Segment Open

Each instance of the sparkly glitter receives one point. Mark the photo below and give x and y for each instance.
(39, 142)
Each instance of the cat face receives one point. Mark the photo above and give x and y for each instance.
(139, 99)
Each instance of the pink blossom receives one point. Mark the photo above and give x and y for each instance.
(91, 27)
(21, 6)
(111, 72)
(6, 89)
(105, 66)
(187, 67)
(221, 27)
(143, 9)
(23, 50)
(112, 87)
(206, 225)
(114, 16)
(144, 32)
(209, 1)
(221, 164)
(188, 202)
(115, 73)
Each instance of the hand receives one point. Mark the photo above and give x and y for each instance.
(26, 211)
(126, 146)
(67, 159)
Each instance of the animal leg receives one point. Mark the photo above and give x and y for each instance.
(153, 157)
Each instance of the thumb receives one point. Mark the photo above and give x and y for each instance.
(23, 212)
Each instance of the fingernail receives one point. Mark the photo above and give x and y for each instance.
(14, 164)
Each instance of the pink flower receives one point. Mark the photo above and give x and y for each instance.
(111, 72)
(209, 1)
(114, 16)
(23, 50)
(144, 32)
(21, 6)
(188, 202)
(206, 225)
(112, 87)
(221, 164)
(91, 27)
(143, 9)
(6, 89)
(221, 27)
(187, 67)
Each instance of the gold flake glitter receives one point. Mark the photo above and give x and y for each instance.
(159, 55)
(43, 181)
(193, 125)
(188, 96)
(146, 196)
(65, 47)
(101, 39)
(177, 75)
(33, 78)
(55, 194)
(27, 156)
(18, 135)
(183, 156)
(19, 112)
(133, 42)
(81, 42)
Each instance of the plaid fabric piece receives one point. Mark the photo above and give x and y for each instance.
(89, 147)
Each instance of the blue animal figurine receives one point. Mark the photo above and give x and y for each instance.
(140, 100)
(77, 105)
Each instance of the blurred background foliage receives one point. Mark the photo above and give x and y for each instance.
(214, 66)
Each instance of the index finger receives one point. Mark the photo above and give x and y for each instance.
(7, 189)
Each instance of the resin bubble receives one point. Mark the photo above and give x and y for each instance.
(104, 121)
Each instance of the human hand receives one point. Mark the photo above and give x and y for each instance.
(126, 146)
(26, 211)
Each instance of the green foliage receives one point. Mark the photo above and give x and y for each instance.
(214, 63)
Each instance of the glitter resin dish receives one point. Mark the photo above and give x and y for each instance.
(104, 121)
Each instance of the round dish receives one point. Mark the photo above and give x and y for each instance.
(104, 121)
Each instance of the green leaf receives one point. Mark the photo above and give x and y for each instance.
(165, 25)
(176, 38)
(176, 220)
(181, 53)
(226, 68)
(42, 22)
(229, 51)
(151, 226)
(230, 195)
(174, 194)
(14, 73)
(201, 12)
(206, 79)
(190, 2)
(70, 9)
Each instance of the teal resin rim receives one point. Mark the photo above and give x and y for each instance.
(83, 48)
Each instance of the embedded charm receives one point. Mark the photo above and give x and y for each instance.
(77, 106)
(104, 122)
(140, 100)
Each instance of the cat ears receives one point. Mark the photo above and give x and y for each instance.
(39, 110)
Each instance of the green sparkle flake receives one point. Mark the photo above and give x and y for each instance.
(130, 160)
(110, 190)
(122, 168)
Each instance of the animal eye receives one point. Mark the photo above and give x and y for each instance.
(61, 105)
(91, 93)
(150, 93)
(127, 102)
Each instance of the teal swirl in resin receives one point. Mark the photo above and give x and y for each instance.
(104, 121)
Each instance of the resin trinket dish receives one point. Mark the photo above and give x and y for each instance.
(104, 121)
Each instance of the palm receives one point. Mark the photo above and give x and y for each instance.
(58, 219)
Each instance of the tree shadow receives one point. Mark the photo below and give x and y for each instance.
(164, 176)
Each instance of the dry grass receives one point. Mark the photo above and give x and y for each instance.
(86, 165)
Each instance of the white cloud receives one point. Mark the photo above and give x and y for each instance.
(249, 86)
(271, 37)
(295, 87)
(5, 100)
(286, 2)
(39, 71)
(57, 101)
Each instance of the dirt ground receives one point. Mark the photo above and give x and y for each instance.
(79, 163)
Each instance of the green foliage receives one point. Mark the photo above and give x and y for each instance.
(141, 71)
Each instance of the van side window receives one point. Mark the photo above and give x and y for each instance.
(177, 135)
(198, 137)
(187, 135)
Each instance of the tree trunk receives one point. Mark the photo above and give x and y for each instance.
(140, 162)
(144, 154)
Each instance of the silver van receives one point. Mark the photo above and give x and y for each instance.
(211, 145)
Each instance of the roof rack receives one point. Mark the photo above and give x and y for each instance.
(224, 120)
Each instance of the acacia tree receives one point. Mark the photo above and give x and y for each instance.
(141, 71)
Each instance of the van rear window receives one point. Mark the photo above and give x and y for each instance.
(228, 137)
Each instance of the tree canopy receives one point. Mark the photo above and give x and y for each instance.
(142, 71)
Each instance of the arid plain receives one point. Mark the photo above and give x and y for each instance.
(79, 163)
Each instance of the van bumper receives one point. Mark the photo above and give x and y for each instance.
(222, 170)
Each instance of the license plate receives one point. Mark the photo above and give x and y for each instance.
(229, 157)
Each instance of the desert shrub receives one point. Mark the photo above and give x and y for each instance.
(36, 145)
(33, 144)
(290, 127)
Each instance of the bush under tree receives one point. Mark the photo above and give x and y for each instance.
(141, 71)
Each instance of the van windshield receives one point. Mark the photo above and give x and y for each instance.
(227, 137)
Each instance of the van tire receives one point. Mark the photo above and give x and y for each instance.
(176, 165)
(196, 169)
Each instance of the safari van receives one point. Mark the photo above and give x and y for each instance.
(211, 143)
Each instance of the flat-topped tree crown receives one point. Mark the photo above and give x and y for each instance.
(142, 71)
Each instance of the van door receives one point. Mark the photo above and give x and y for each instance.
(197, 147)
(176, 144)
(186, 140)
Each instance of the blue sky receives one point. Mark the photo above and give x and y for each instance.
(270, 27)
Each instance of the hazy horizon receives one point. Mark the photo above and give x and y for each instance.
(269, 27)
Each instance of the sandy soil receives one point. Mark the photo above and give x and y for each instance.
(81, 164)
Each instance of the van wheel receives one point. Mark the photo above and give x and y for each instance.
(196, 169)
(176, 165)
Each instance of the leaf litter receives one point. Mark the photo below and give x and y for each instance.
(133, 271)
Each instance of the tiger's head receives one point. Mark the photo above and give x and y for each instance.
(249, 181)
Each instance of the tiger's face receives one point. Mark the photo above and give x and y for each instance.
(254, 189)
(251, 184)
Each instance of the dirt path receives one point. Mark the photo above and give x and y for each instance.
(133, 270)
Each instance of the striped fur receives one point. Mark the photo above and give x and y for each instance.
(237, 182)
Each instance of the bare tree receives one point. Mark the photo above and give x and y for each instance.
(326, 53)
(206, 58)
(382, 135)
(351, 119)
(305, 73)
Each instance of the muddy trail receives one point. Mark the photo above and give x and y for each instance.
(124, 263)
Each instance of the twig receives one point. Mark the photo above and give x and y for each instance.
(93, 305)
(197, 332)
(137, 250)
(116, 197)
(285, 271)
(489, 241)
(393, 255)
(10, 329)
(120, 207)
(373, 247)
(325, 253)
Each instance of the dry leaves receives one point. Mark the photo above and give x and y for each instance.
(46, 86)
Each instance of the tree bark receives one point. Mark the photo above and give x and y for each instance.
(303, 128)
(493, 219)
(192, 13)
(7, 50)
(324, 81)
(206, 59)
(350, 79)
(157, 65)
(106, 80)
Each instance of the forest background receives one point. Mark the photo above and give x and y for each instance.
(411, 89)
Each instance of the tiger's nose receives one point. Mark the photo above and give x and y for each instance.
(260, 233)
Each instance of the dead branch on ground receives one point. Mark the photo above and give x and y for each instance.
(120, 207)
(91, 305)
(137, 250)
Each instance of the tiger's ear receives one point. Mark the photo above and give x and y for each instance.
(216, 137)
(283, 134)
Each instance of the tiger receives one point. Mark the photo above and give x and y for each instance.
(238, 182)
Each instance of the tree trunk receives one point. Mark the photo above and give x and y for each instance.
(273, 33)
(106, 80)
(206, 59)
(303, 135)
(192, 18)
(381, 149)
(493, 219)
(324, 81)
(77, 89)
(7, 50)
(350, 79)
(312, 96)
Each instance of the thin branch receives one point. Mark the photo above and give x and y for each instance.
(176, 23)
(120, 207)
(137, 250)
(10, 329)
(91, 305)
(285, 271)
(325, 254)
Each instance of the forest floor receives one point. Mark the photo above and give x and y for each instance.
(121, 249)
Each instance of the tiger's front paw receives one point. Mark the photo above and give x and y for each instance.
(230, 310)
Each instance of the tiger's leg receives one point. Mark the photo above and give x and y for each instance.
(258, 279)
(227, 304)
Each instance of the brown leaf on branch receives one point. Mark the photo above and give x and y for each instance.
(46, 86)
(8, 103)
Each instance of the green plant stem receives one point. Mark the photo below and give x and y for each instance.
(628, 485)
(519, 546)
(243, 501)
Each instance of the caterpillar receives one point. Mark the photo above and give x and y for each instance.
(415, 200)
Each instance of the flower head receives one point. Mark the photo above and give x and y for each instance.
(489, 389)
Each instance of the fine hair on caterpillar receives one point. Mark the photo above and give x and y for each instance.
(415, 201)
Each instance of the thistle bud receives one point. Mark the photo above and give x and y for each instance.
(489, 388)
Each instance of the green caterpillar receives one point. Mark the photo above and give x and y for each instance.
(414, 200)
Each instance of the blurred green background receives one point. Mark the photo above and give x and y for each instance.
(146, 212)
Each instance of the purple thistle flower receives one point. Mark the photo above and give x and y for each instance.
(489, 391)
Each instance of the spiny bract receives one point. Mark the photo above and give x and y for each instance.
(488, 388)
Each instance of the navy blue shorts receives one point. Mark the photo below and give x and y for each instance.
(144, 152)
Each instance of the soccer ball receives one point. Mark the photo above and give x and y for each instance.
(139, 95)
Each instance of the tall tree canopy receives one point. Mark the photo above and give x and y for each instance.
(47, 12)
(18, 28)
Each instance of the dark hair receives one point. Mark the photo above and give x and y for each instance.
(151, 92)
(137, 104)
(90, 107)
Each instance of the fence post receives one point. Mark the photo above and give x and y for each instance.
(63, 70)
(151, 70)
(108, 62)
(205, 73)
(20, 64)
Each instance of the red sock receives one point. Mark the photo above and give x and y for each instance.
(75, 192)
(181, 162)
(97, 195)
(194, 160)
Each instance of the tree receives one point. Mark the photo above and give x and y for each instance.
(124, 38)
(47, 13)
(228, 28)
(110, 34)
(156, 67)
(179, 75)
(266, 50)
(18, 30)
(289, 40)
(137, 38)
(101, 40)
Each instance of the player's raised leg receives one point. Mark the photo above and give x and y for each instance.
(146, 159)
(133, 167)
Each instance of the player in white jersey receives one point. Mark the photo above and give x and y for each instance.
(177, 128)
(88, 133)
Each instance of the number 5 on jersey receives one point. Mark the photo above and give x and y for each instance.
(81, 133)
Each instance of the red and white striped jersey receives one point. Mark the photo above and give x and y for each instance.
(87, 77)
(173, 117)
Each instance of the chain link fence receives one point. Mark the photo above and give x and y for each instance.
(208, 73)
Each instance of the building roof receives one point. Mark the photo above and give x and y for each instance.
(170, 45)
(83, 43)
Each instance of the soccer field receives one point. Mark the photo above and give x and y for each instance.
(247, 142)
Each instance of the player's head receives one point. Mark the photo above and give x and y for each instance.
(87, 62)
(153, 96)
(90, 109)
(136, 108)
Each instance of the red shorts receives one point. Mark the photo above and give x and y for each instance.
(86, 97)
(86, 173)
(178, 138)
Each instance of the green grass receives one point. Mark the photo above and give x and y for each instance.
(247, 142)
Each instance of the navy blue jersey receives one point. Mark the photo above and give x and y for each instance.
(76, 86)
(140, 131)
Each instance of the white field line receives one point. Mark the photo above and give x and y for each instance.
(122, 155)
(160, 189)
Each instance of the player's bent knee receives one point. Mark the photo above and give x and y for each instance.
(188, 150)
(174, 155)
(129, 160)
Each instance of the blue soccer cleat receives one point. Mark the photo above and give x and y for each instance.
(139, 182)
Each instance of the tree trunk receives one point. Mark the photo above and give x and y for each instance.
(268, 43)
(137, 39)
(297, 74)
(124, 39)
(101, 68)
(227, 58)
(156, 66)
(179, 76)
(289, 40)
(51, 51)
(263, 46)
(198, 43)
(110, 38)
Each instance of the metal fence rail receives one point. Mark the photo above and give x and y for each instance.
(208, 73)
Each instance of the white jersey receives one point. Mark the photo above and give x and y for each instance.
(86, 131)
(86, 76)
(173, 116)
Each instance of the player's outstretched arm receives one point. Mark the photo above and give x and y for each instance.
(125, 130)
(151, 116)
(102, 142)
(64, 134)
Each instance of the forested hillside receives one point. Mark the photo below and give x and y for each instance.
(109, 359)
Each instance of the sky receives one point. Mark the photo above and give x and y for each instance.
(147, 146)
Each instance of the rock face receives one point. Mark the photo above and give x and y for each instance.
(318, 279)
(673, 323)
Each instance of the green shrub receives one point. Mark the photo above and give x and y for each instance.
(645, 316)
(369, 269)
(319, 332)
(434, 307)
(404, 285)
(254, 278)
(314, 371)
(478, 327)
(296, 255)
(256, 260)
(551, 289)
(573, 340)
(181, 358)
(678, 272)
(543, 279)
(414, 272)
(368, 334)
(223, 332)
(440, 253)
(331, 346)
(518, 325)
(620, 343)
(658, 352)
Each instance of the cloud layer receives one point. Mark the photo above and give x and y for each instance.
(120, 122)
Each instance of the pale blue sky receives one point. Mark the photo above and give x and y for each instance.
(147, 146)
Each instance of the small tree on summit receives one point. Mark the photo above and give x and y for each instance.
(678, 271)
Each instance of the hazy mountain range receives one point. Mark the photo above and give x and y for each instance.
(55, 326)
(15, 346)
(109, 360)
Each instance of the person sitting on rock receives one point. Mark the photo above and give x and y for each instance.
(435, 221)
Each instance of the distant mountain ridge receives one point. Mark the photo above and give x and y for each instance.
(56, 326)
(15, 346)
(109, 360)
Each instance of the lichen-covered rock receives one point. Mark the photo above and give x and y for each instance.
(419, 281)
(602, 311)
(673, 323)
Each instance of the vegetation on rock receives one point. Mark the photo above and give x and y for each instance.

Segment Closed

### Exercise goal
Print the line that contains "Each instance of the distant", then every later line of the entries above up to and including the last, all exactly as written.

### Task answer
Each instance of the distant mountain ridge receives one point. Mark the photo above and give x and y for each instance.
(56, 326)
(15, 346)
(109, 360)
Each instance of the lichen-covered rock receives one point. Mark the photo above and give x and y for each instance.
(419, 281)
(602, 311)
(673, 323)
Each instance of the vegetation on rock receives one point. Mark the photo above and give x and y for each instance.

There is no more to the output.